* Text provided:
Disease induced anorexia
Appetite, however, is often reduced in patients with chronic illness, including cancer. Anorexia considerably contributes to the progression of disease, and strongly impinges on quality of life. At Wageningen University we specifically investigate the metabolic background of cancer cachexia. We recently identified that hypothalamic serotonin signalling to play a major role in the decrease in food intake during cancer.

Keypoints

  • Dietary interventions in human volunteers tend to be focused on a specific population group, most frequently middle-aged overweight males. However, this group may not be representative of responses across the wider population where energy balance issues are important. We need to understand how responses to food, gut-brain signals, and their integration, differ across key age groups, i.e. children, adolescents, and the elderly.
  • Quite a lot is known about gut-brain signaling in satiety and energy balance in obesity, but comparatively little about the modulatory role of food on these signals, and the potential of attributes of food to contribute to reduced caloric intake.
  • Research on gut-brain signaling and disease induced anorexia. Inflammation seems to play a key role in the development of disease induced anorexia. Although the body seems to react to a reduction on energy intake on gene-expression levels in the hypothalamus, there seems to be a kind of hypothalamic resistance to pursue the necessary steps to come to an increase in food intake.

Research
The Full4Health project will integrate investigation of human volunteers and laboratory animals with emphasis on neuronal, hormonal, molecular, physiological, psychological and behavioural responses to food at different stages of the life course.

* Given data:
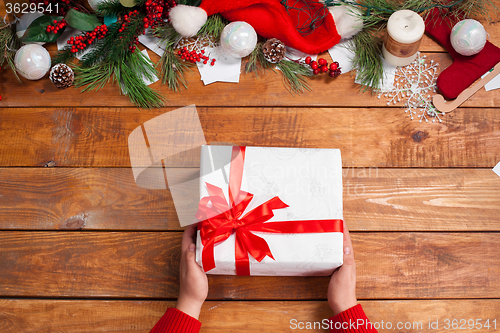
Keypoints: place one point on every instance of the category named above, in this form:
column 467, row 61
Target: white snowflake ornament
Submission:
column 415, row 84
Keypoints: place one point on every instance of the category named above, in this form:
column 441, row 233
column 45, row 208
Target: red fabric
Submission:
column 465, row 69
column 175, row 321
column 270, row 19
column 352, row 320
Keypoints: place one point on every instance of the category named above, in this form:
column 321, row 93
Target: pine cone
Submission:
column 274, row 50
column 62, row 76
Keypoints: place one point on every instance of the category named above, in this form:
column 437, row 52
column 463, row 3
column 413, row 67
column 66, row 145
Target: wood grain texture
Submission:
column 83, row 316
column 366, row 137
column 116, row 265
column 374, row 200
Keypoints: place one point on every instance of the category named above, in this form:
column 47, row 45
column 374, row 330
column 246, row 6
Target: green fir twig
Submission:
column 133, row 85
column 9, row 44
column 94, row 78
column 111, row 7
column 170, row 67
column 367, row 44
column 213, row 27
column 256, row 62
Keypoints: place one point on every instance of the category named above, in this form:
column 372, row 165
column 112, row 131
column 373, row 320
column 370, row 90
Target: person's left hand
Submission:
column 193, row 280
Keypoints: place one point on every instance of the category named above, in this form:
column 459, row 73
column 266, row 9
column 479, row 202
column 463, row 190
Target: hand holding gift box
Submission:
column 270, row 211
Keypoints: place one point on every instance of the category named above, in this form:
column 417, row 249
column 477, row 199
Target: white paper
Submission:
column 496, row 169
column 225, row 69
column 62, row 41
column 151, row 42
column 294, row 54
column 309, row 181
column 343, row 56
column 493, row 84
column 389, row 76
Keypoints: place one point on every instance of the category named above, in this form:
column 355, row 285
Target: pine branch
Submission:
column 367, row 59
column 171, row 68
column 9, row 43
column 256, row 61
column 294, row 76
column 93, row 78
column 133, row 85
column 64, row 56
column 119, row 48
column 111, row 7
column 213, row 27
column 99, row 52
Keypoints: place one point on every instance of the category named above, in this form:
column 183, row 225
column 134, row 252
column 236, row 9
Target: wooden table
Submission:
column 83, row 249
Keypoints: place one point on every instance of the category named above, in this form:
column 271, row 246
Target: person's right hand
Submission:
column 193, row 280
column 342, row 287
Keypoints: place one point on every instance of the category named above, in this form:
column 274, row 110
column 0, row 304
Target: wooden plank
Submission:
column 145, row 265
column 374, row 200
column 86, row 316
column 366, row 137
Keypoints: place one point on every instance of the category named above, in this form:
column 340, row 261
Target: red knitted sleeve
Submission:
column 175, row 321
column 352, row 320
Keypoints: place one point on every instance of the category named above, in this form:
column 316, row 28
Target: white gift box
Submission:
column 309, row 181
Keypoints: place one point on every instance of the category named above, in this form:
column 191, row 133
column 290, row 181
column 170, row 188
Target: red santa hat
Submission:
column 271, row 19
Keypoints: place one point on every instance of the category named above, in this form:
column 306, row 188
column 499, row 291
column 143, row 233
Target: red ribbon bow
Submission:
column 221, row 219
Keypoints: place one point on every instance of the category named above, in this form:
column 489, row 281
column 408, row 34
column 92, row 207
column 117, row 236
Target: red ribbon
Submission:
column 221, row 219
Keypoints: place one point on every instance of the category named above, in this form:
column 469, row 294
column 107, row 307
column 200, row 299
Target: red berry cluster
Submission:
column 195, row 57
column 80, row 42
column 321, row 66
column 53, row 6
column 57, row 26
column 155, row 10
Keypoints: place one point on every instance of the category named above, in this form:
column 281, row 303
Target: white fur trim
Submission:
column 347, row 20
column 187, row 20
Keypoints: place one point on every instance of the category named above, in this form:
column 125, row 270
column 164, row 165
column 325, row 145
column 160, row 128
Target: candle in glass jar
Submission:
column 405, row 29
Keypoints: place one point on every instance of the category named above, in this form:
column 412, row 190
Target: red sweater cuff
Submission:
column 352, row 320
column 175, row 321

* Complete the following:
A - Which kinds of responses to food will the Full4Health project investigate, according to the text on disease induced anorexia?
B - Carry on the text on disease induced anorexia from its final sentence.
Nothing in the listing is needed here.

* Answers provided:
A - Neuronal, hormonal, molecular, physiological, psychological and behavioural responses.

B -
The main human dietary intervention will compare, for the first time in a single study, responses to food in 4 age groups (children, adolescents, adults and the elderly), in males and females, and in lean and overweight. Physiological and psychological responses to food may change as we develop and age, with impact on food choices and preferences. For example, it is unknown to what extent the release of gut peptide hormones which are involved in meal-processing, but which also signal satiety to the brain, is developmentally regulated. This may be a critical issue in the battle against food intake-related chronic disease, most commonly driven by over-consumption, but also in consideration of relative under-nutrition in the elderly and clinically compromised.
At Wageningen University the research focus is on unraveling the mechanisms behind the hypothalamic resistance in disease induced anorexia. In order to come to targets for nutritional and pharmacological intervention in disease induced anorexia.